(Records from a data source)
──────────

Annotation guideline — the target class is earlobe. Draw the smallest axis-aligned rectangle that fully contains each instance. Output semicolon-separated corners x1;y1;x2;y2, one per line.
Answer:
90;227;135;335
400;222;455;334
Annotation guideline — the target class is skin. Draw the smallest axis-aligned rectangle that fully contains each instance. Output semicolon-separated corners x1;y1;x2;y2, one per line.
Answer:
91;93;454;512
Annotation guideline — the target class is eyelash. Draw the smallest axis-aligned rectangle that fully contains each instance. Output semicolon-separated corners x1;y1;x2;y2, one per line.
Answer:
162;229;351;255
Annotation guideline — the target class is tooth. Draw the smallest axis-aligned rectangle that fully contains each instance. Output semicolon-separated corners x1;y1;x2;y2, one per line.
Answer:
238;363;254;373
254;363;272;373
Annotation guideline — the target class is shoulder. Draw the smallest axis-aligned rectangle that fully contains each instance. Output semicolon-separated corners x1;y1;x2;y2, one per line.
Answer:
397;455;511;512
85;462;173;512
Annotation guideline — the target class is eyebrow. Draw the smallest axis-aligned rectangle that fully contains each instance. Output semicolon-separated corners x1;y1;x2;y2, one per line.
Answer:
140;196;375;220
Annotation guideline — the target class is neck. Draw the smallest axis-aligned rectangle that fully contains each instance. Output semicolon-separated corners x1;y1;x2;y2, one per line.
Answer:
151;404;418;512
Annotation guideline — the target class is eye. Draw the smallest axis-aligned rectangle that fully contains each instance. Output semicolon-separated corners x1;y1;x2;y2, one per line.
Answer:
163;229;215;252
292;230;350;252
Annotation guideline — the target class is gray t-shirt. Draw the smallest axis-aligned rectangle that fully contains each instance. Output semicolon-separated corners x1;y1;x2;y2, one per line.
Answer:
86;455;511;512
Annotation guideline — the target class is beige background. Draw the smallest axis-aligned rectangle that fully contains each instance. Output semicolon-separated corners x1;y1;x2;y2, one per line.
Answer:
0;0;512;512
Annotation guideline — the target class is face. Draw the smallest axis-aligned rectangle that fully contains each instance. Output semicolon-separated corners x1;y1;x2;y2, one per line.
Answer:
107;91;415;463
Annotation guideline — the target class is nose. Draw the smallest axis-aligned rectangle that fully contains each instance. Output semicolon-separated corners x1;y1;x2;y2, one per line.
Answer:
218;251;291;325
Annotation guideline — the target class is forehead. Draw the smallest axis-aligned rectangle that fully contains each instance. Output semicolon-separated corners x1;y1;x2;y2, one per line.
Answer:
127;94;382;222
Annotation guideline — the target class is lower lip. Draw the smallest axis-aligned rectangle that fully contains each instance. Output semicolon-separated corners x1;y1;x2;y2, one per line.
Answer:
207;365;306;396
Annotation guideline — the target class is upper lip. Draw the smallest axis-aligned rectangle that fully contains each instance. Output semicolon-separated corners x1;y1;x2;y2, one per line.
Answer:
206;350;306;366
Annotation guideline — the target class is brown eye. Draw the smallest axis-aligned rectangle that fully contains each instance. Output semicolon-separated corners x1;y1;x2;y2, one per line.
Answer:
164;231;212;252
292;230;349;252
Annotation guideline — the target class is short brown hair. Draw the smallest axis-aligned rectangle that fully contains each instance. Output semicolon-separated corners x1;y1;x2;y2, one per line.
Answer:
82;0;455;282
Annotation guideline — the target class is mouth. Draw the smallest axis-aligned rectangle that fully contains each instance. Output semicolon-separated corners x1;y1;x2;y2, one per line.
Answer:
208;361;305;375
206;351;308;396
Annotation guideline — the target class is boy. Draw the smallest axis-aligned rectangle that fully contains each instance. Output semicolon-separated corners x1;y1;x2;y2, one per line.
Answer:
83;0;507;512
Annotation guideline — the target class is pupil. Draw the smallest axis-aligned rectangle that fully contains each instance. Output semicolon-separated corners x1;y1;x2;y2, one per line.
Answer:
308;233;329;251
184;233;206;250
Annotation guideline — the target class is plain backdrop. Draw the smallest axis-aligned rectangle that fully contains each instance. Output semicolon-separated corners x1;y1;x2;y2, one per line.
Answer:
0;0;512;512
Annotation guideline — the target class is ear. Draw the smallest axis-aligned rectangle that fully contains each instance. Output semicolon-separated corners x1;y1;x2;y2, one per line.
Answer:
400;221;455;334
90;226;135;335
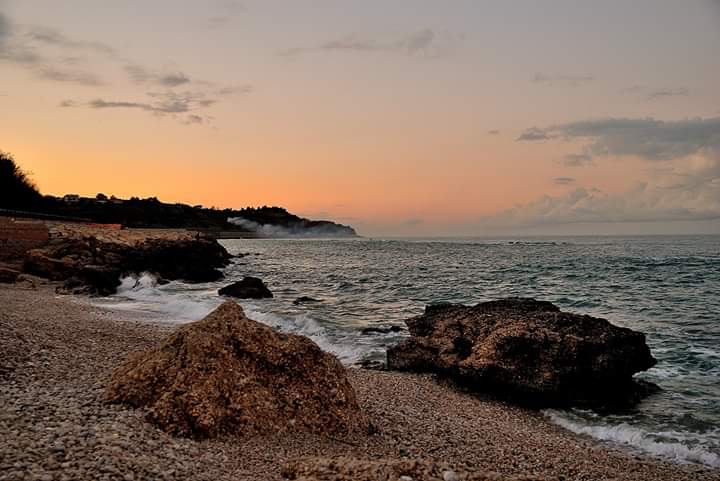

──────────

## Exercise
Rewrite the lines above as a numbered list, starting with the line that contains "Annotation guideline — the target class is lower" and going on through the line that contains "83;0;507;512", with both of those lines included and any blank lines dropped. List only those lines.

## The answer
1. Annotation guideline — the target class is lower lip. Draw the smallest axis-aligned rectangle that fully contains each instance. Output semicolon-separated corners x1;y1;x2;y2, one per line.
2. Answer:
3. 207;365;306;396
4. Annotation guideline — the target class is upper lip. Draw the smallest axis-aligned rectangle that fully contains each instance. Output semicolon-separated corners x1;y1;x2;y2, one per line.
5. Answer:
6. 206;350;306;366
7. Annotation guideline — the target class is brown eye. Draw the smallest axis-aligned rectangle that fully contains each instance. Output semicolon-separated corners x1;y1;x2;y2, one per line.
8. Answer:
9. 164;231;212;252
10. 292;230;349;252
11. Annotation guideline — the target class is short brown hair. Draw the smallest axis-aligned rectangle that fully contains each instance. Output semicolon-separated corners x1;y1;x2;y2, one per line.
12. Answer:
13. 82;0;455;282
14. Annotation guideline — the target class is mouth. Draw the smallest axis-aligned rectangle that fully contains each instance. Output semicolon-separated corners x1;y1;x2;y2, one per line.
15. Answer:
16. 208;361;305;375
17. 206;351;308;396
18. Annotation guideline — the target class is boy. Draw the smallest axis-aligned rectangle that fully contains each instance. Output semicolon-separated corners x1;y1;x2;y2, one per line.
19. Answer:
20. 83;0;507;512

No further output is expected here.